## SELECTED EXCERPT
═══

Combine that with the extensive privileges Truslow had as a bookkeeper — check-signing authority, sole responsibility for issuing invoices and completing payables — and it’s easy to see how schemes like hers could go unnoticed for months, even years.

“She was writing a check to herself and coding it in the checkbook … that it had been for a load of logs. A load of logs might be $2,000 to $4,000, depending on what kind of material it is,” Harris said. “And if you get in … 15 loads a day, that’s a lot of money going out in a day. So it was very easy for her to sell herself a load of logs that didn’t exist.”

As soon as she was fired, though, Harris says, it didn’t take long to figure out what she’d been up to.

The first of the month came just days later, but, Harris says, he didn’t receive his bank statements in the mail. He called the bank and an employee told him to wait a few days to see if the statements arrived.

Instead, Harris decided to go to the post office to see if anyone had picked up the bank statements in person. Because Goshen is a small town, Harris says, he knew the post office employee would remember if someone had asked her for them.

═══

## STORED ROWS
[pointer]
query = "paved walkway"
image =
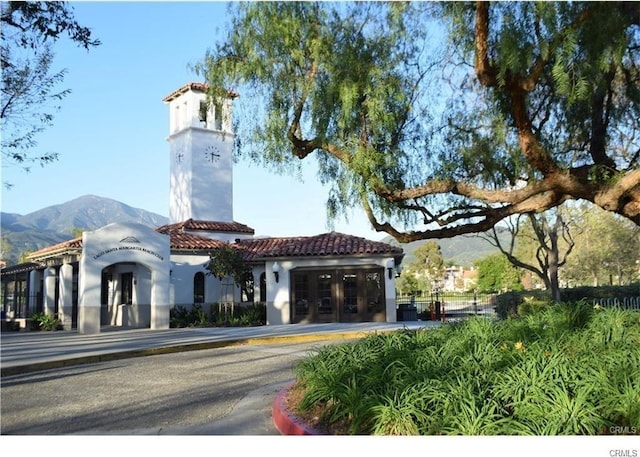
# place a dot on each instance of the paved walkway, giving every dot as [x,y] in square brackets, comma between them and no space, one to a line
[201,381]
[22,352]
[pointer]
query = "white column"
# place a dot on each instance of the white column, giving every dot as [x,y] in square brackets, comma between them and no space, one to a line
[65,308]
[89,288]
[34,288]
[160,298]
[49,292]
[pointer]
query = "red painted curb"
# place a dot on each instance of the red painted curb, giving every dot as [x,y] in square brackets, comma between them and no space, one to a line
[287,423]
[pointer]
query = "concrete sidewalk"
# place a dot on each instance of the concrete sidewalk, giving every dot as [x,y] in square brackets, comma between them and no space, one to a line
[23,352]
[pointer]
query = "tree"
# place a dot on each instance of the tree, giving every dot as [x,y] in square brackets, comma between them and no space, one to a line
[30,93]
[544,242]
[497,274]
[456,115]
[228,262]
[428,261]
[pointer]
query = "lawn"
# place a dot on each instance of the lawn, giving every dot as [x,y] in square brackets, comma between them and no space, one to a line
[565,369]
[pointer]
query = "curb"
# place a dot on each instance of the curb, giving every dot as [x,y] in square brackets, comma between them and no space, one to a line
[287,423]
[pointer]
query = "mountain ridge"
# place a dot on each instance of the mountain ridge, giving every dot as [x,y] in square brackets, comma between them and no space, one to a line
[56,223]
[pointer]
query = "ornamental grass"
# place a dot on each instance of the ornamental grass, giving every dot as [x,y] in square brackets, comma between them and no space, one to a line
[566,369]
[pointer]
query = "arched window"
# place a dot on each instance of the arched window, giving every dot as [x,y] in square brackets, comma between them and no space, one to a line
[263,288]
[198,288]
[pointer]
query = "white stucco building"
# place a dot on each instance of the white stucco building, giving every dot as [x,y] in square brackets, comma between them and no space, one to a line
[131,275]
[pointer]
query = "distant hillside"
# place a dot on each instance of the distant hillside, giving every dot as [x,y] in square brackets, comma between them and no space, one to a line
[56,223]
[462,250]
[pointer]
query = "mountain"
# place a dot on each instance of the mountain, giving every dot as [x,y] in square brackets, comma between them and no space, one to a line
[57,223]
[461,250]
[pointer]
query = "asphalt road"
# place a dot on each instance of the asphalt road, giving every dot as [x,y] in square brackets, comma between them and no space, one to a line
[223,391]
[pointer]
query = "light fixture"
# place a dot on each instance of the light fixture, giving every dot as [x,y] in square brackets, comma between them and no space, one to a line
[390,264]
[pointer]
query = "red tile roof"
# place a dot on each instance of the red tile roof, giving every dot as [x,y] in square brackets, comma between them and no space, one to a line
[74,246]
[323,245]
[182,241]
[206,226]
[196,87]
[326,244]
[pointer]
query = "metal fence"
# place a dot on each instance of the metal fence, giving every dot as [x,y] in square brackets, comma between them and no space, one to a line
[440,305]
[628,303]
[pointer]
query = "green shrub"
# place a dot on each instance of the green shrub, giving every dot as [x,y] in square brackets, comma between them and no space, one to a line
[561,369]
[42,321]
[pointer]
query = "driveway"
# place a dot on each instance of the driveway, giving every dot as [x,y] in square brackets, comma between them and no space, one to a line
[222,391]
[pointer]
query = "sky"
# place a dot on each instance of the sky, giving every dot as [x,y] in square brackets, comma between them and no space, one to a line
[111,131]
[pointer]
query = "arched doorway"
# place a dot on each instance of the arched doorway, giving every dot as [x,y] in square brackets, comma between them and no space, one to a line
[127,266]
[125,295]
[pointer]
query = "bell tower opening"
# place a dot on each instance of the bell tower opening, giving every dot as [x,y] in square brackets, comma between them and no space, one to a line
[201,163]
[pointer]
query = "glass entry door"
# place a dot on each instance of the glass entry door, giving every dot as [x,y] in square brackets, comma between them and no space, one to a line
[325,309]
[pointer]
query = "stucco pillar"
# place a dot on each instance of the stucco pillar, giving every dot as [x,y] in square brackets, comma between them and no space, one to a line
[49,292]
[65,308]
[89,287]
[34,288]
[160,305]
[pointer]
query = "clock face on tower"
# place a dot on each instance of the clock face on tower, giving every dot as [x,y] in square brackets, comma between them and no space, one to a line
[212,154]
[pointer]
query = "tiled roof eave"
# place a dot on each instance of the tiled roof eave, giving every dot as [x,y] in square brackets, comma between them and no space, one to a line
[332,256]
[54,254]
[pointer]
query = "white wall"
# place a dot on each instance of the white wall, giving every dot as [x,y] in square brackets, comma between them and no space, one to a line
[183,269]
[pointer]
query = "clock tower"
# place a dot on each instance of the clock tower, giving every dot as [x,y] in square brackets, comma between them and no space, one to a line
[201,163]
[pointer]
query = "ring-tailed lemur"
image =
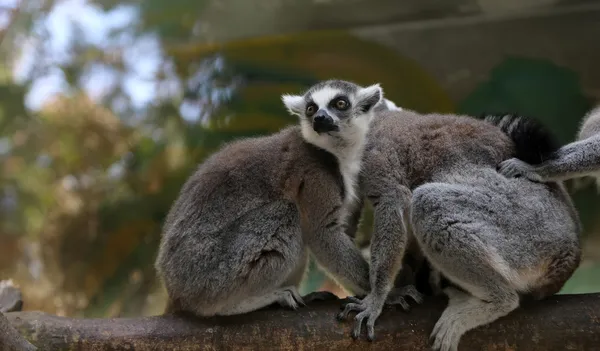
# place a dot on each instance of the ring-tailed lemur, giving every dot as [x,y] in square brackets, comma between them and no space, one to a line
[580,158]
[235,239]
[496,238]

═══

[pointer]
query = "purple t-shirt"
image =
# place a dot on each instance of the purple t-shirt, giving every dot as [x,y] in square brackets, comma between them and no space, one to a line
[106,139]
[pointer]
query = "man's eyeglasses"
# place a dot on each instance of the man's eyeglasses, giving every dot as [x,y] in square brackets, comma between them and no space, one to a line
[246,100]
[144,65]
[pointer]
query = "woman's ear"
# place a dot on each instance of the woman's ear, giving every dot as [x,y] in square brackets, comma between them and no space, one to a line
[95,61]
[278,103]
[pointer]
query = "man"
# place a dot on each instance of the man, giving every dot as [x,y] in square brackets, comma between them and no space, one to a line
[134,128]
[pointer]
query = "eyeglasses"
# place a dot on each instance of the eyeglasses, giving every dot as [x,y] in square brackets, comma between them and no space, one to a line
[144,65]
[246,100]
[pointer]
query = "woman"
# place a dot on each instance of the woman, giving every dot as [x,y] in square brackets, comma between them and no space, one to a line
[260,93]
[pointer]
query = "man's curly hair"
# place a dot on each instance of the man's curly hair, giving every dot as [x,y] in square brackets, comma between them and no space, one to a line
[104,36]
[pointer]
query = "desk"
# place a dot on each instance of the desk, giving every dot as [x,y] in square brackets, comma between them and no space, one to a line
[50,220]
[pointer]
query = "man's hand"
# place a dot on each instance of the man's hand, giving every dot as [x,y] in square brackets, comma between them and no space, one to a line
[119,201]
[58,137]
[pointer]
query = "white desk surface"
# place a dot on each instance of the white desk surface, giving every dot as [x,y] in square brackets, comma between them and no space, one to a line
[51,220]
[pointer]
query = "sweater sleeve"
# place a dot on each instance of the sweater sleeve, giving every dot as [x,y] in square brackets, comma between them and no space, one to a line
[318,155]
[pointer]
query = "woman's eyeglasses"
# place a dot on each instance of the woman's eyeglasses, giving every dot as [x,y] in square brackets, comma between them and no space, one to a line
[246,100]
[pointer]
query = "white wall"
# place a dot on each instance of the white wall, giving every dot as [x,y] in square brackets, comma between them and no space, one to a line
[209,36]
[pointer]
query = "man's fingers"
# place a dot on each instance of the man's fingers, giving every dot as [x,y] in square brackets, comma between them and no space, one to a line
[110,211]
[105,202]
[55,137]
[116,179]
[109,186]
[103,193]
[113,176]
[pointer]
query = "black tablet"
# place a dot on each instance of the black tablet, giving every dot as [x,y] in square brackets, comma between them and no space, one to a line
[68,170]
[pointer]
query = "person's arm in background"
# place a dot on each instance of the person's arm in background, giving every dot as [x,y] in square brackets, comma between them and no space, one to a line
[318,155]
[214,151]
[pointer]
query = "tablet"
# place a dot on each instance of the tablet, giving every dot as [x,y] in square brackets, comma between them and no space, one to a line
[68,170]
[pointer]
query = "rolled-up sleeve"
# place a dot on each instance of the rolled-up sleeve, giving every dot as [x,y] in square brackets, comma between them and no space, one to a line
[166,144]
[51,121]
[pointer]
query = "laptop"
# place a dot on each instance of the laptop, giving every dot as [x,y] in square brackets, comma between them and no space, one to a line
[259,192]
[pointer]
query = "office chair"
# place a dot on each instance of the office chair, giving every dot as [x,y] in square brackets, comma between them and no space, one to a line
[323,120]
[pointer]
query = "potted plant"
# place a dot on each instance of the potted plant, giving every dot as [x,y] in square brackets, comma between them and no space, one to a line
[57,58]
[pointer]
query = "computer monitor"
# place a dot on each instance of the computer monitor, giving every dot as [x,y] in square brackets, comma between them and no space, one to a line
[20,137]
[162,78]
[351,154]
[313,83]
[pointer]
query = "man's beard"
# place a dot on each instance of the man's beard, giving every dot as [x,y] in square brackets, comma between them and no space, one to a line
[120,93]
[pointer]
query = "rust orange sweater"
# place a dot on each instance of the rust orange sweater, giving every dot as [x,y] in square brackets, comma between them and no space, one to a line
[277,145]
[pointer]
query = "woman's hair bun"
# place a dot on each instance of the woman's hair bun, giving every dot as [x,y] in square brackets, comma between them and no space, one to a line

═══

In the excerpt about the bookkeeper's scheme, what did Truslow record in the checkbook as the purpose of the checks she wrote to herself? The listing has no role here.

## EXPECTED ANSWER
She coded them as payment for a load of logs.